* [REQUIREMENT]: Your output must consist solely of the lines from the one containing "Pick out the man's dark" through the end of the records, reproduced exactly.

* [DATA PROVIDED]:
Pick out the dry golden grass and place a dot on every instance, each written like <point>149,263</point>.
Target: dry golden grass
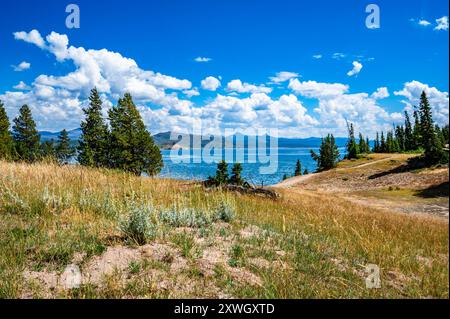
<point>48,213</point>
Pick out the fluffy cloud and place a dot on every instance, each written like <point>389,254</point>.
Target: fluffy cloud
<point>31,37</point>
<point>192,92</point>
<point>110,72</point>
<point>380,93</point>
<point>338,56</point>
<point>424,23</point>
<point>357,67</point>
<point>442,23</point>
<point>336,105</point>
<point>202,59</point>
<point>57,100</point>
<point>313,89</point>
<point>22,66</point>
<point>22,86</point>
<point>210,83</point>
<point>239,87</point>
<point>438,100</point>
<point>284,76</point>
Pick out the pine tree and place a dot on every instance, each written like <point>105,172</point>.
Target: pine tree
<point>236,174</point>
<point>399,138</point>
<point>132,147</point>
<point>93,145</point>
<point>431,144</point>
<point>6,141</point>
<point>352,146</point>
<point>367,145</point>
<point>298,168</point>
<point>48,150</point>
<point>445,135</point>
<point>409,138</point>
<point>64,151</point>
<point>417,131</point>
<point>328,154</point>
<point>377,147</point>
<point>383,146</point>
<point>363,146</point>
<point>25,135</point>
<point>221,177</point>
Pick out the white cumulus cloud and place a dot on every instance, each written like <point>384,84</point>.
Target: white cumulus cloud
<point>240,87</point>
<point>31,37</point>
<point>283,77</point>
<point>21,66</point>
<point>442,24</point>
<point>210,83</point>
<point>22,86</point>
<point>357,67</point>
<point>380,93</point>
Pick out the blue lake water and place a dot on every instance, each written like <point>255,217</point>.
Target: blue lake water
<point>286,160</point>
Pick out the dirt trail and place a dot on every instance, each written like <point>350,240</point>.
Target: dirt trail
<point>377,186</point>
<point>293,181</point>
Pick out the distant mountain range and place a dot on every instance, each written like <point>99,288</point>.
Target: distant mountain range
<point>47,136</point>
<point>163,139</point>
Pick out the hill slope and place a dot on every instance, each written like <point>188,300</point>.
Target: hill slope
<point>382,181</point>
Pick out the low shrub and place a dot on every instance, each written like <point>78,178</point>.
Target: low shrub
<point>138,227</point>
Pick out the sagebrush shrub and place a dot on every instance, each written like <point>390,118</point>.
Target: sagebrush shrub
<point>225,212</point>
<point>186,217</point>
<point>138,227</point>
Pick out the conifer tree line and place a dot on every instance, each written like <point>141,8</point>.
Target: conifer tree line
<point>422,136</point>
<point>223,177</point>
<point>119,142</point>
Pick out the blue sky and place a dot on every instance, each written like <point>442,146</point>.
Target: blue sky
<point>249,41</point>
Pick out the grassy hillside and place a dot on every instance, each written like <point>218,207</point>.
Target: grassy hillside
<point>205,243</point>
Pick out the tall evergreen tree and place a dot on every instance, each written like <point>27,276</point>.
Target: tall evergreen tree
<point>376,147</point>
<point>431,143</point>
<point>352,146</point>
<point>409,138</point>
<point>383,146</point>
<point>48,150</point>
<point>6,140</point>
<point>400,138</point>
<point>64,151</point>
<point>26,136</point>
<point>417,131</point>
<point>367,145</point>
<point>94,141</point>
<point>236,174</point>
<point>221,177</point>
<point>298,168</point>
<point>445,135</point>
<point>132,147</point>
<point>363,145</point>
<point>328,156</point>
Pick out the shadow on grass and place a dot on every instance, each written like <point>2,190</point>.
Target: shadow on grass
<point>434,191</point>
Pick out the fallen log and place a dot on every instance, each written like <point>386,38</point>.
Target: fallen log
<point>250,190</point>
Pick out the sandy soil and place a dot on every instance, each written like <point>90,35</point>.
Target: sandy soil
<point>381,182</point>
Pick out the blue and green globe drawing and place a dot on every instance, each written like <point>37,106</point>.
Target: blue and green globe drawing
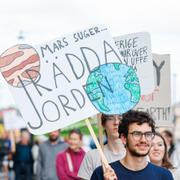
<point>113,88</point>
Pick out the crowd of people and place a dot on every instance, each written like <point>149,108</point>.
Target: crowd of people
<point>134,150</point>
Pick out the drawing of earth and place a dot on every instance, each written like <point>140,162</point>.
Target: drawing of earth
<point>20,65</point>
<point>113,88</point>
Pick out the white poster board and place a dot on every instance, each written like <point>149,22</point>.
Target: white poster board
<point>49,87</point>
<point>158,103</point>
<point>136,51</point>
<point>13,120</point>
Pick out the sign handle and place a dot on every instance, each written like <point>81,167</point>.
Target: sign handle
<point>103,158</point>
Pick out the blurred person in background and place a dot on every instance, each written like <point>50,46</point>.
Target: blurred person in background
<point>5,151</point>
<point>173,151</point>
<point>158,155</point>
<point>35,151</point>
<point>46,163</point>
<point>113,150</point>
<point>68,162</point>
<point>22,157</point>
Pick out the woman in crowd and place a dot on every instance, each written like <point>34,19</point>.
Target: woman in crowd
<point>173,151</point>
<point>68,162</point>
<point>158,155</point>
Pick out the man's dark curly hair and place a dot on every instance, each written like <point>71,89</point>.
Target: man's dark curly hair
<point>134,116</point>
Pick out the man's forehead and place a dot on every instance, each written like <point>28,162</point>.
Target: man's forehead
<point>141,127</point>
<point>113,115</point>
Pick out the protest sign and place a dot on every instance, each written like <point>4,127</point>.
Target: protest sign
<point>13,120</point>
<point>49,81</point>
<point>136,51</point>
<point>158,103</point>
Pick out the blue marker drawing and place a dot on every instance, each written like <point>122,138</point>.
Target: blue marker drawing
<point>113,88</point>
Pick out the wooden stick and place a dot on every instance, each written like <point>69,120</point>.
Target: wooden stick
<point>100,131</point>
<point>104,160</point>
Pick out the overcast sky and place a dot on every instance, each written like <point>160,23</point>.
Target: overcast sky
<point>43,20</point>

* [TASK ANSWER]:
Pick out the man's dark curly hair and place a dot on every instance, each written like <point>71,89</point>.
Target: man's dark curly hair
<point>134,116</point>
Pick out the man's forehead and place a dot on every instance, each written like <point>28,162</point>.
Target: man's forehead
<point>141,127</point>
<point>113,115</point>
Pick out the protest sign and place a dot on every instance, each written like <point>4,127</point>.
Target: protest sign
<point>13,120</point>
<point>49,81</point>
<point>136,51</point>
<point>158,103</point>
Pick out the blue marker drawing and place a dot on every instance, each written like <point>122,138</point>.
Target: blue marker drawing
<point>113,88</point>
Pick out the wooden stick and place a dot on every instance, each written like <point>69,120</point>.
Target: wooden stick
<point>100,131</point>
<point>104,160</point>
Pick out the overcast sky and place a dot on every instance, each written like <point>160,23</point>.
Target: overcast sky
<point>43,20</point>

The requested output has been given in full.